▶ **Exercise task**
Locate the line containing "TARGET = gray knitted hat" in the material below. Copy that line and all following lines through the end exactly, omitting any pictures.

▶ **Dataset excerpts on object pointing**
--

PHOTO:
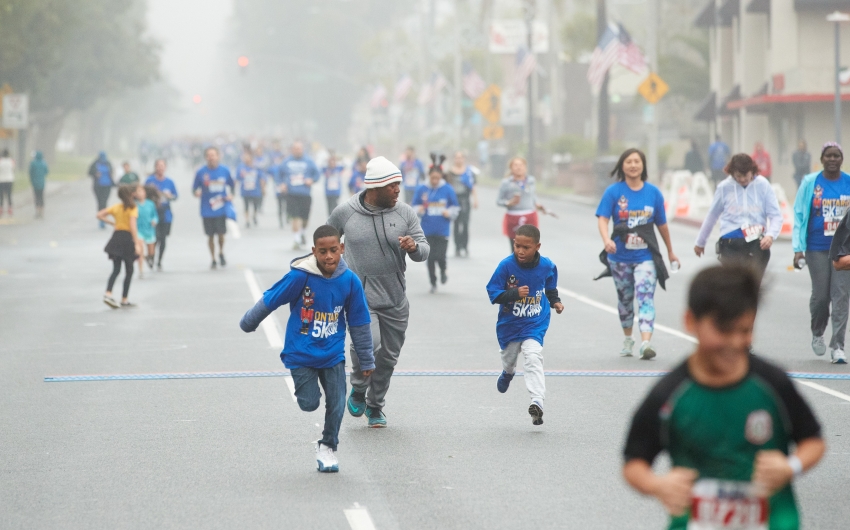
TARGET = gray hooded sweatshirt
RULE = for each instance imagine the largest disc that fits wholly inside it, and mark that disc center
(372, 249)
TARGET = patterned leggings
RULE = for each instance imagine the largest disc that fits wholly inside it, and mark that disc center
(631, 277)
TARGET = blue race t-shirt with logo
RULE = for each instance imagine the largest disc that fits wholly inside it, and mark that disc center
(318, 310)
(527, 318)
(621, 204)
(829, 204)
(435, 201)
(213, 184)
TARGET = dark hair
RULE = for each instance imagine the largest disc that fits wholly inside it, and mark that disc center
(741, 163)
(325, 231)
(618, 169)
(529, 231)
(125, 193)
(724, 293)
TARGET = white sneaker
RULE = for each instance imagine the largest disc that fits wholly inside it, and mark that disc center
(326, 459)
(628, 346)
(818, 345)
(646, 351)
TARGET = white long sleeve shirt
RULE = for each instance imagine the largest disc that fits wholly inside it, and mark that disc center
(737, 206)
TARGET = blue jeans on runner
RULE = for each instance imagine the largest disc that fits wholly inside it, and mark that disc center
(307, 393)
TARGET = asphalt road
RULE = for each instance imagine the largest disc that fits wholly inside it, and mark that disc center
(237, 452)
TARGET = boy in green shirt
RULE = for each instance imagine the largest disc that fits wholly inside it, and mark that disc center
(726, 418)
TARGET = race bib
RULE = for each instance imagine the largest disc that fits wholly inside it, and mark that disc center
(296, 179)
(727, 505)
(635, 242)
(830, 225)
(752, 232)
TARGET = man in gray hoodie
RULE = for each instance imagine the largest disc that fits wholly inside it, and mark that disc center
(380, 233)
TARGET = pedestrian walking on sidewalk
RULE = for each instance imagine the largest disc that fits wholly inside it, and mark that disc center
(38, 176)
(381, 233)
(822, 201)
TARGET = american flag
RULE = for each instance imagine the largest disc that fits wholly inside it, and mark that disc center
(379, 97)
(526, 63)
(402, 87)
(473, 85)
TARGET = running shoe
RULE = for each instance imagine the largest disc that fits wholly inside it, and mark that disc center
(504, 382)
(818, 345)
(377, 420)
(108, 300)
(326, 459)
(646, 351)
(536, 413)
(628, 346)
(356, 403)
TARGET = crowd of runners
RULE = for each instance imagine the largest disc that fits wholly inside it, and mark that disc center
(735, 463)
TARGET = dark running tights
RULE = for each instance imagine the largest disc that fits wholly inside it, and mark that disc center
(128, 276)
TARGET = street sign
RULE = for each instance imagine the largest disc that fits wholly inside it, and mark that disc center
(493, 132)
(653, 88)
(489, 103)
(15, 111)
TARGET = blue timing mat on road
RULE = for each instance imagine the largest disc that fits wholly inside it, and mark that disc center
(398, 373)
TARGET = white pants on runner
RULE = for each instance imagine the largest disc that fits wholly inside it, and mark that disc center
(533, 366)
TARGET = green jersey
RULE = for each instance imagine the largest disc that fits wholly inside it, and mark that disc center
(717, 432)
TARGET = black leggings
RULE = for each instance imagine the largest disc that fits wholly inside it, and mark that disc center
(128, 276)
(439, 245)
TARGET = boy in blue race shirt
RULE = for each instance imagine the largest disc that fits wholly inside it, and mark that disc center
(525, 285)
(322, 293)
(211, 183)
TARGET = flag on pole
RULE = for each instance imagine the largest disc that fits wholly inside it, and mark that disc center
(473, 85)
(402, 87)
(526, 63)
(379, 97)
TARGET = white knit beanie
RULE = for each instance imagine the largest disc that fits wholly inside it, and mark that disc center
(381, 172)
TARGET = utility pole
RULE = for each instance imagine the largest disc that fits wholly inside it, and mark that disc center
(652, 53)
(529, 28)
(602, 140)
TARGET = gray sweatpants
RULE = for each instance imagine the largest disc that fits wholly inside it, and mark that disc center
(828, 286)
(388, 328)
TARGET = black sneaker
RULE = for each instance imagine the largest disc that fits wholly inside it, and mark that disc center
(536, 414)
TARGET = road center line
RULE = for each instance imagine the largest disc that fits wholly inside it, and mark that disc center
(268, 325)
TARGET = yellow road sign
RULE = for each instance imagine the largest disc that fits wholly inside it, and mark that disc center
(653, 88)
(489, 104)
(493, 132)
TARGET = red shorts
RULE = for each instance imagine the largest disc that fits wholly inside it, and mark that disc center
(514, 221)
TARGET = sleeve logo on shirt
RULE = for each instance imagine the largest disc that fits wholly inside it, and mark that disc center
(759, 428)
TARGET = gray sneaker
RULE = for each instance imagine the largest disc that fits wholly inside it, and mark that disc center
(818, 345)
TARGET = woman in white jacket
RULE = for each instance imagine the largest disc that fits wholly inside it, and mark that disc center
(749, 214)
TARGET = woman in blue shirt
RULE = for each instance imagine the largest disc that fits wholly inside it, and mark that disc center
(822, 200)
(750, 219)
(632, 251)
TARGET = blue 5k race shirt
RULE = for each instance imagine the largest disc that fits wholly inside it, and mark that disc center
(435, 202)
(213, 184)
(621, 204)
(250, 180)
(829, 204)
(333, 180)
(526, 318)
(294, 172)
(318, 310)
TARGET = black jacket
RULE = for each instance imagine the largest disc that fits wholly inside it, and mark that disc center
(647, 233)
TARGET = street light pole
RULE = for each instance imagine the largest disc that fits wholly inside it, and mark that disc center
(837, 18)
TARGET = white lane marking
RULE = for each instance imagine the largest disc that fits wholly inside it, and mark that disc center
(268, 325)
(825, 390)
(359, 518)
(613, 311)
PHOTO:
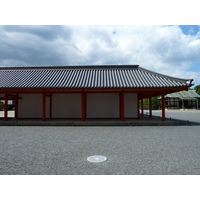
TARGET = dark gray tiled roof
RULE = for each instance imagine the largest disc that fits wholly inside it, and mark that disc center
(105, 76)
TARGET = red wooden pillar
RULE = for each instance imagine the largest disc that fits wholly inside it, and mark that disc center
(83, 106)
(150, 107)
(16, 106)
(142, 107)
(138, 105)
(122, 106)
(50, 106)
(43, 106)
(6, 107)
(163, 107)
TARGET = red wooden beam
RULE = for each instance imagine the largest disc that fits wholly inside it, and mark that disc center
(122, 106)
(163, 107)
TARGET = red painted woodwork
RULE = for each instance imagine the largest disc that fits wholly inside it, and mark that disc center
(83, 106)
(6, 107)
(43, 107)
(122, 106)
(150, 107)
(163, 107)
(16, 107)
(142, 107)
(50, 106)
(138, 104)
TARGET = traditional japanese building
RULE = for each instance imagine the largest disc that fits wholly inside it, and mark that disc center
(84, 92)
(182, 100)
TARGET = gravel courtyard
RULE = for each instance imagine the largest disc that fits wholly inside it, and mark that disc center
(129, 150)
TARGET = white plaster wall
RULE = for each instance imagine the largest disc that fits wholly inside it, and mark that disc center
(66, 106)
(130, 105)
(103, 105)
(30, 106)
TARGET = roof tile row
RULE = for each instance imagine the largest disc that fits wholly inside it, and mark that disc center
(87, 77)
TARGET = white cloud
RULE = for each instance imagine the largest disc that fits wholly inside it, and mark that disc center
(165, 49)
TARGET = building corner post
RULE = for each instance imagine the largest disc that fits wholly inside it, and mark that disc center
(163, 107)
(6, 107)
(43, 106)
(150, 107)
(83, 106)
(122, 106)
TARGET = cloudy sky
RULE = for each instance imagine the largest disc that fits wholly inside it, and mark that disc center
(172, 50)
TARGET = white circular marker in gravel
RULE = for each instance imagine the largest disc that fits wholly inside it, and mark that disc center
(96, 159)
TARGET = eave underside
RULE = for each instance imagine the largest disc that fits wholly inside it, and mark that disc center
(144, 92)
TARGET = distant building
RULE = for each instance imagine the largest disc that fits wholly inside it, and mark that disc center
(182, 100)
(84, 92)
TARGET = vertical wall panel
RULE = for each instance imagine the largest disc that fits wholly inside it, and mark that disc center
(130, 105)
(66, 106)
(30, 106)
(103, 105)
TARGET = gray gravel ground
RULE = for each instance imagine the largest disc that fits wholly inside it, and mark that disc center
(129, 150)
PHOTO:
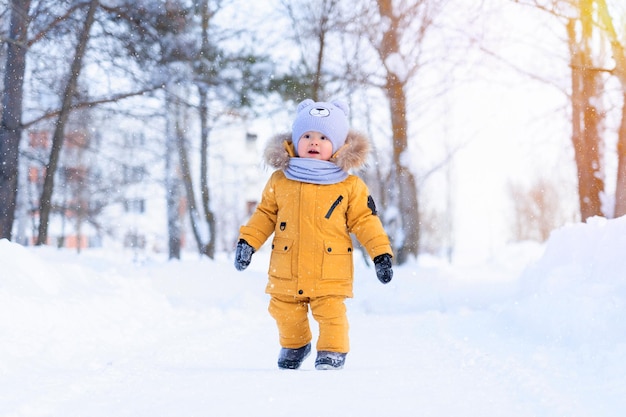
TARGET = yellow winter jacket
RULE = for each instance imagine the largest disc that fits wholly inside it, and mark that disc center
(312, 249)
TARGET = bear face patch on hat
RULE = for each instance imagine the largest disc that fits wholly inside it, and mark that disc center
(328, 118)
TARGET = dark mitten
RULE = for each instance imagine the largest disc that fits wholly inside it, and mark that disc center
(243, 255)
(383, 268)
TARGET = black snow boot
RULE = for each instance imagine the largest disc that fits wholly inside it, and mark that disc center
(330, 360)
(293, 358)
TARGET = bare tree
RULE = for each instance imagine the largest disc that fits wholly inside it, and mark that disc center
(536, 210)
(590, 29)
(45, 200)
(619, 71)
(11, 127)
(394, 26)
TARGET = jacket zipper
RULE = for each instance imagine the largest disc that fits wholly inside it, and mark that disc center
(332, 208)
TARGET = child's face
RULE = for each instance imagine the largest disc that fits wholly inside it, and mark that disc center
(315, 145)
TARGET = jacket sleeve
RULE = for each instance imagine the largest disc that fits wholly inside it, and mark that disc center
(261, 224)
(364, 222)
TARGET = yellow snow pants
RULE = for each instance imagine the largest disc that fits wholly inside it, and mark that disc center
(292, 319)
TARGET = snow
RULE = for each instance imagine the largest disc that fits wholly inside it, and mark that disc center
(538, 330)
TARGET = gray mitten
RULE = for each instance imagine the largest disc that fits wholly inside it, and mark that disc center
(243, 255)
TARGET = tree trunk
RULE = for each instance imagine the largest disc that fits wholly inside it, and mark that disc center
(619, 55)
(620, 189)
(586, 117)
(403, 177)
(172, 183)
(405, 243)
(11, 128)
(45, 201)
(205, 195)
(194, 217)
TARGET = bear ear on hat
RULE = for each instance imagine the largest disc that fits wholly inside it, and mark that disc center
(304, 103)
(340, 104)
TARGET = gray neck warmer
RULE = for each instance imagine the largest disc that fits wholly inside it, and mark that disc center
(314, 171)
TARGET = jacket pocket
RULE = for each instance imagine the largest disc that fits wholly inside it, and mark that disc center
(280, 263)
(337, 261)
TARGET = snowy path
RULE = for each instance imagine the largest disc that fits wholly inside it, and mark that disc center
(96, 335)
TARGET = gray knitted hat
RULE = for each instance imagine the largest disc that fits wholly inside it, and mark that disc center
(328, 118)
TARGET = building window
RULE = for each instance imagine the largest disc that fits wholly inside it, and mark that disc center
(136, 205)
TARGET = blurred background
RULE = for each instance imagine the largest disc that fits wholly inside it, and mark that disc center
(141, 124)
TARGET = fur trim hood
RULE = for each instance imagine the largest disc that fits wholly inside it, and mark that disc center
(353, 154)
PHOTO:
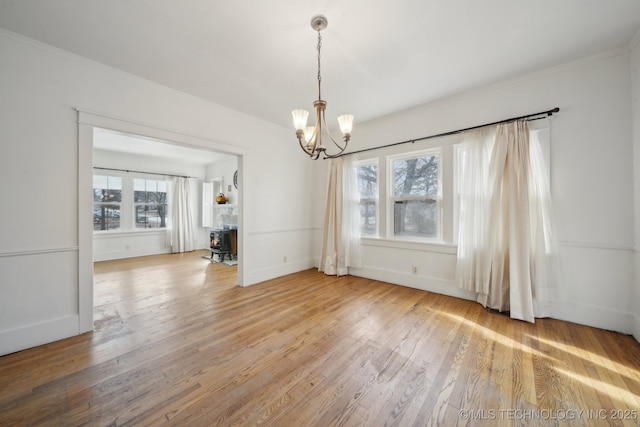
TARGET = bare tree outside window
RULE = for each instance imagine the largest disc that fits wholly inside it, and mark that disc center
(150, 201)
(107, 196)
(416, 196)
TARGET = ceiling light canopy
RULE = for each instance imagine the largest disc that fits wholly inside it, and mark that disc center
(310, 137)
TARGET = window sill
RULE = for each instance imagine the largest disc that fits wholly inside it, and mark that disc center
(445, 248)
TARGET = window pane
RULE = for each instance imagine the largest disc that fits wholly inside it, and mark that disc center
(149, 191)
(151, 216)
(415, 218)
(107, 189)
(368, 181)
(106, 217)
(416, 177)
(368, 194)
(368, 217)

--

▶ **Solution for this problem**
TARGET = gray knitted hat
RULE = for each instance imagine the largest disc that fits wholly inside it, and mark that disc center
(328, 118)
TARGET = building window
RULE = for each instance imagine the largest disc that fits wholly inside it, and mark that disc center
(136, 205)
TARGET = blurred background
RULE = for each instance imagine the largest disc that fits wholly inside it, and mark that disc center
(141, 124)
TARGET = fur trim hood
RULE = for each instance imagine the largest disc that fits wholly inside it, and mark that disc center
(353, 154)
PHOTO:
TARGET = bare tree outside window
RULE = for each instance imagine the largest disc that fits wholly inside it, and mark that disc center
(150, 201)
(107, 196)
(416, 196)
TARGET = ceiling light canopy
RULE = for each instance imagine the largest disc that fits wholly inside it, and mark that disc center
(310, 137)
TARGET = window sill
RULE = for each instance imagine the largest disc that fits wholly inside it, and mark that disc center
(445, 248)
TARGET = window pane
RULE = for each instance imagine the largest disc that fits wholly inside it, and mark that disc center
(149, 191)
(151, 216)
(415, 218)
(107, 189)
(368, 181)
(106, 217)
(416, 177)
(368, 194)
(368, 217)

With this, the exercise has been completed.